(AIM OF THE TASK): Reproduce exactly the lines from the one containing "Every instance of the grass lawn" through the last line of the data, both ends included.

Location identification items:
■ ■ ■ ■ ■

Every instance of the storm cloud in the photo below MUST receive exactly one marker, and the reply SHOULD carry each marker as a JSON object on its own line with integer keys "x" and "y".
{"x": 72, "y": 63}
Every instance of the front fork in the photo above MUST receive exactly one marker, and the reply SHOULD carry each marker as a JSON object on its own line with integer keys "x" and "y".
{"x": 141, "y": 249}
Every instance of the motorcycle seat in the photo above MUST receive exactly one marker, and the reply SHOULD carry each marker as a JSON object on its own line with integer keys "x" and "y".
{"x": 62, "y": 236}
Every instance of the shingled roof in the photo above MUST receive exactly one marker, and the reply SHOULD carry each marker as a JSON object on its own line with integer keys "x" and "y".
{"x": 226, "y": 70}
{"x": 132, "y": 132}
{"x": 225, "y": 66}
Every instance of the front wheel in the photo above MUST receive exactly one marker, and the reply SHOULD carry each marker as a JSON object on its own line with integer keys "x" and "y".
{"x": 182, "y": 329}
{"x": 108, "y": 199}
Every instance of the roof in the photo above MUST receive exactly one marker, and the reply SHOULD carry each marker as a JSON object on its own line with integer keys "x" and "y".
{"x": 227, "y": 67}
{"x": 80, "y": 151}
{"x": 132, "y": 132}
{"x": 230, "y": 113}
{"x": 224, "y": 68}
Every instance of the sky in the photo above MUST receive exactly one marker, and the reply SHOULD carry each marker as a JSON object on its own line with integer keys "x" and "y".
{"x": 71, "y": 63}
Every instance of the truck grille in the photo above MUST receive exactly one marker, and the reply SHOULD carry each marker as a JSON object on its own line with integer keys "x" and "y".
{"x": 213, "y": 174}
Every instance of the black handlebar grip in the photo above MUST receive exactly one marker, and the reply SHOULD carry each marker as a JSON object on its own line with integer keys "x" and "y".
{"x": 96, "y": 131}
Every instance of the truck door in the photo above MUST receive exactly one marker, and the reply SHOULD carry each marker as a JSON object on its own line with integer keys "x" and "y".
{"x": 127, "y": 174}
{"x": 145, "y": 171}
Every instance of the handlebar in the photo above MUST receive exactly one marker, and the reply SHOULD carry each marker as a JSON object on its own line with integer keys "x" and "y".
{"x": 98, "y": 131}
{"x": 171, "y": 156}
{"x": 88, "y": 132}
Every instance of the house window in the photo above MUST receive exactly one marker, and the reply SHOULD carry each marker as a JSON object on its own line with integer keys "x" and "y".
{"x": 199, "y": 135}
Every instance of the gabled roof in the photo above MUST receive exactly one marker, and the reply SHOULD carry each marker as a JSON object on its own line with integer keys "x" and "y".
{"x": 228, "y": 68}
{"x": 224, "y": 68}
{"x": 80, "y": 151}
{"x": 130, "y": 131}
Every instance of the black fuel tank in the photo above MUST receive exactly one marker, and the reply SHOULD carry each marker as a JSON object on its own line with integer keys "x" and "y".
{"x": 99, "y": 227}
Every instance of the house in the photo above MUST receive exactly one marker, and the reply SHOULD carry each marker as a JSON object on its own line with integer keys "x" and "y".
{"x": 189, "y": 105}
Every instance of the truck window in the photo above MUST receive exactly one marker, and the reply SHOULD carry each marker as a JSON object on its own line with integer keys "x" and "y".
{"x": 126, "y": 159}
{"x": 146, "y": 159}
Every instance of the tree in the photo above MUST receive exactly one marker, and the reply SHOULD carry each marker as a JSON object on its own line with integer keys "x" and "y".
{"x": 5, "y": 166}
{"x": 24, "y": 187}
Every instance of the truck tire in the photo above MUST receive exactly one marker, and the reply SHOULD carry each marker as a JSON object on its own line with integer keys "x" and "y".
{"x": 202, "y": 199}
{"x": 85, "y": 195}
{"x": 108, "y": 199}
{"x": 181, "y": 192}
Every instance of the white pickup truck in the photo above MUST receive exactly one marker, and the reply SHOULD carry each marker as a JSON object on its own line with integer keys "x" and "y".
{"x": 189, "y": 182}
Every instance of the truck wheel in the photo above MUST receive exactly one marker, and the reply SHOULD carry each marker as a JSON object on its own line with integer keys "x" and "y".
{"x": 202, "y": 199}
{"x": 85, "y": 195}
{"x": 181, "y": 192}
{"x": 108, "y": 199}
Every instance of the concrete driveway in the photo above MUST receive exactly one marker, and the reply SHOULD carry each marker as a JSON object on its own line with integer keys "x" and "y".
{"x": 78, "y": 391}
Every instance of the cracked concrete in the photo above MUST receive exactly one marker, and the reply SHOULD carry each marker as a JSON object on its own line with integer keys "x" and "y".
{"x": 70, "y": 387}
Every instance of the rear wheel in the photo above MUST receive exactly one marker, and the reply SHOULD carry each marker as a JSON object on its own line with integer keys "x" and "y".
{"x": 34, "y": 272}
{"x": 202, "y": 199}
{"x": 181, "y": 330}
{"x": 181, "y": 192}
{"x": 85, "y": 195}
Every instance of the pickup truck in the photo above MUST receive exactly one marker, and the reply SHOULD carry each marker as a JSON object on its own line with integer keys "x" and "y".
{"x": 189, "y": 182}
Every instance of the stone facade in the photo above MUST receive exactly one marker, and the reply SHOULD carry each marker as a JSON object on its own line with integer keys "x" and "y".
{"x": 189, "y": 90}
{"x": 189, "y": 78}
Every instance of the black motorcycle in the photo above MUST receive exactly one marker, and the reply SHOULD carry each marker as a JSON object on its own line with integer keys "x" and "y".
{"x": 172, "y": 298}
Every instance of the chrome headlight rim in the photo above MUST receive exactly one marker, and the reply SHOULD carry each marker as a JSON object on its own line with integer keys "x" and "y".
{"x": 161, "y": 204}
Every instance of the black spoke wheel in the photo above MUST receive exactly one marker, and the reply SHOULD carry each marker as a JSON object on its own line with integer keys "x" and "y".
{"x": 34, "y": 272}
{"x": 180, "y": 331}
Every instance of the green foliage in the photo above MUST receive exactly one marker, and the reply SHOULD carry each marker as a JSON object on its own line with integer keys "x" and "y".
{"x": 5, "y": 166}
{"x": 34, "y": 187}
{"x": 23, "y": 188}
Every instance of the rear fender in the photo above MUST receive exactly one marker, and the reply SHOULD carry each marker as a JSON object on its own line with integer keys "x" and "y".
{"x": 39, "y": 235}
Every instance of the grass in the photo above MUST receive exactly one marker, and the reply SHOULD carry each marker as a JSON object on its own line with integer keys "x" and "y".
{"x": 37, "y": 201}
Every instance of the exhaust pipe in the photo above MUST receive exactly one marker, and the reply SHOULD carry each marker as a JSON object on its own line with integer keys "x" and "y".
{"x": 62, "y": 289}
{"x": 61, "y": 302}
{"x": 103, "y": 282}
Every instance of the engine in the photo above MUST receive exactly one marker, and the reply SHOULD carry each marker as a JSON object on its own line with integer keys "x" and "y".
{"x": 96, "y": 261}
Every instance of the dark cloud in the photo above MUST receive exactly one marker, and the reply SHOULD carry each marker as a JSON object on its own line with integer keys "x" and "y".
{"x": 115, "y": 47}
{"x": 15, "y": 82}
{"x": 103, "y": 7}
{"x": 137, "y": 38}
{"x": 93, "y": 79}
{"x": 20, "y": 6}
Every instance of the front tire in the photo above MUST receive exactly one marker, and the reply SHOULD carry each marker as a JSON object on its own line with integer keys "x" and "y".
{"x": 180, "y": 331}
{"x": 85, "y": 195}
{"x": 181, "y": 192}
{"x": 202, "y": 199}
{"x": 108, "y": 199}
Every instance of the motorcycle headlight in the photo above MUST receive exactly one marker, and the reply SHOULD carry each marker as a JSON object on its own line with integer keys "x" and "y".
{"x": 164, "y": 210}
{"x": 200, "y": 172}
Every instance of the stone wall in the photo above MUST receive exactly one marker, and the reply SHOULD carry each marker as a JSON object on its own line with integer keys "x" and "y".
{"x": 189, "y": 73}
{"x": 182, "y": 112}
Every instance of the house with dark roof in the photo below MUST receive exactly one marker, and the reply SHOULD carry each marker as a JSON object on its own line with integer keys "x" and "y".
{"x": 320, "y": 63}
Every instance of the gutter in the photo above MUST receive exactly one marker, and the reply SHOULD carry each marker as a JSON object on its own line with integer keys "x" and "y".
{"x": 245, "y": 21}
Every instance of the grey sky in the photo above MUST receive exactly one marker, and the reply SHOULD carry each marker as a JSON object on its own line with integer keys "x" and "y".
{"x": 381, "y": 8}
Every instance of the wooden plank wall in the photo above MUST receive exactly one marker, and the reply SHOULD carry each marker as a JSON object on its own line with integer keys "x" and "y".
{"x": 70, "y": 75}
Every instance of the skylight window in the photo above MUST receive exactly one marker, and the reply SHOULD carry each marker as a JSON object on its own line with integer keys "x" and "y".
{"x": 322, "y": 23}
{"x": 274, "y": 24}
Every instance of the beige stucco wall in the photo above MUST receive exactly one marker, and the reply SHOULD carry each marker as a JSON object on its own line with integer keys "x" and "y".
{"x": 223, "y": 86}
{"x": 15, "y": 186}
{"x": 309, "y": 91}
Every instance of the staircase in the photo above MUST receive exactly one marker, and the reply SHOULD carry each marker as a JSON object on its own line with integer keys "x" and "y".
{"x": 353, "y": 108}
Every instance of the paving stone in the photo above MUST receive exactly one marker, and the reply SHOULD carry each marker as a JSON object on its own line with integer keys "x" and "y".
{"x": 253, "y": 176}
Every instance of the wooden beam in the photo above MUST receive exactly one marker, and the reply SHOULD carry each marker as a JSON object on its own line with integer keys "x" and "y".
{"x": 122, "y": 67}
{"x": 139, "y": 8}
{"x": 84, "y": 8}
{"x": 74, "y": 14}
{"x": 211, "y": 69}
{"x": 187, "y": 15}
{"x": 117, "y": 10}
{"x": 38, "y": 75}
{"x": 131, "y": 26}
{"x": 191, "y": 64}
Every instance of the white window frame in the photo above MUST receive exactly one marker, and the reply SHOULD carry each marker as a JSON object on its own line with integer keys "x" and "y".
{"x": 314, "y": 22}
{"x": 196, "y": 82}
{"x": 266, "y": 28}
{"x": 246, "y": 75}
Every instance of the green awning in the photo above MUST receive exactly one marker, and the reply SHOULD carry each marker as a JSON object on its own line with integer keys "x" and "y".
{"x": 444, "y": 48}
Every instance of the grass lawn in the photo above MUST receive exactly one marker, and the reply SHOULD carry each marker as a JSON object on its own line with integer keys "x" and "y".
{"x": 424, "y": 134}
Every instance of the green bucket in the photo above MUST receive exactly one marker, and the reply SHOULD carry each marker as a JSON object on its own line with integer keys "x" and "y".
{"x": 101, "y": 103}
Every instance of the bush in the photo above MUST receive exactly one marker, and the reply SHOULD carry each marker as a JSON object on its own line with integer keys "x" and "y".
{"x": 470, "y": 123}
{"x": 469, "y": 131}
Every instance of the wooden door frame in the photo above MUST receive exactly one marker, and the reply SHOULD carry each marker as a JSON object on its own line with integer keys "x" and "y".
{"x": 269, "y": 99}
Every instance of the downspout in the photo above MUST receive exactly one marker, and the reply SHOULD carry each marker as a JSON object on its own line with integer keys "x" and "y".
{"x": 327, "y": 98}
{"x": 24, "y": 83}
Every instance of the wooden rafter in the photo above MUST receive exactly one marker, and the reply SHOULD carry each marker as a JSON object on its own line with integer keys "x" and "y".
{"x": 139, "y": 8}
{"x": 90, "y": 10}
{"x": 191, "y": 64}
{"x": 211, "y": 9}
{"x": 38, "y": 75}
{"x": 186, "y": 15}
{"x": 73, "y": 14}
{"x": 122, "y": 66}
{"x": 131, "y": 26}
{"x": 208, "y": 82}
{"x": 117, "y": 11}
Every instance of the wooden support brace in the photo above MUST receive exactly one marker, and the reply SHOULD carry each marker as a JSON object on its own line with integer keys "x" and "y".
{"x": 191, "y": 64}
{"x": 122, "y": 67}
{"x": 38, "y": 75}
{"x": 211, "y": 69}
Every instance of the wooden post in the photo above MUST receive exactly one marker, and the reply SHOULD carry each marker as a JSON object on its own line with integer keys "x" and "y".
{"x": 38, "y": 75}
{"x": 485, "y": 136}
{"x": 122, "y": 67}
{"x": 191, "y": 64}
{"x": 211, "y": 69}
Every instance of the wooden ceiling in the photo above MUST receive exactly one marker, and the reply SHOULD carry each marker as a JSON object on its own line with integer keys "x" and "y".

■ ■ ■ ■ ■

(RESULT OF THIS TASK):
Every instance of the grass lawn in the photo above MUST receive exactly one marker, and the reply SHOULD carry each marker as a JSON object on its own line with integer keys "x" and "y".
{"x": 424, "y": 134}
Every instance of the green bucket in the photo above MUST receive exactly one marker, and the reply SHOULD carry each marker as a JSON object on its own line with integer keys "x" and "y".
{"x": 101, "y": 103}
Every instance of the bush in the photo above MUST receive exactly one marker, and the reply SHOULD carry each marker as a JSON object on its own line with integer keys "x" and "y".
{"x": 470, "y": 123}
{"x": 469, "y": 131}
Every instance of the wooden door frame in the photo above MUST receive exactly one marker, and the reply SHOULD carry each marker as a JSON object on its own line with integer keys "x" and "y".
{"x": 269, "y": 99}
Every instance of the downspout in the photo above MUST receive exactly one marker, and the reply SHOULD carry each marker as a JSON object on its own line with integer keys "x" and "y".
{"x": 327, "y": 98}
{"x": 24, "y": 83}
Every instance of the wooden rafter in the photo above MUST receive exactly one marker, and the reply SHOULD carry each marker as a JSON object on its own line with integer keys "x" and "y".
{"x": 139, "y": 8}
{"x": 90, "y": 10}
{"x": 191, "y": 64}
{"x": 211, "y": 9}
{"x": 38, "y": 75}
{"x": 186, "y": 15}
{"x": 73, "y": 14}
{"x": 122, "y": 66}
{"x": 131, "y": 26}
{"x": 208, "y": 82}
{"x": 117, "y": 11}
Every instance of the wooden support brace in the photo above MUST receive exactly one marker, and the reply SHOULD carry each marker as a JSON object on its own line with integer keys "x" and "y".
{"x": 191, "y": 64}
{"x": 122, "y": 67}
{"x": 38, "y": 75}
{"x": 211, "y": 69}
Every instance of the wooden post in the photo above MUST receive exactly one marker, and the reply SHOULD carry each marker as a JSON object on its own line with integer keys "x" and "y".
{"x": 38, "y": 75}
{"x": 485, "y": 136}
{"x": 122, "y": 67}
{"x": 191, "y": 64}
{"x": 211, "y": 69}
Every instance of the wooden ceiling in the photo above MUST receive exactly one marker, and the reply SHOULD carry each marker as a JSON object on its own line with integer keys "x" and "y".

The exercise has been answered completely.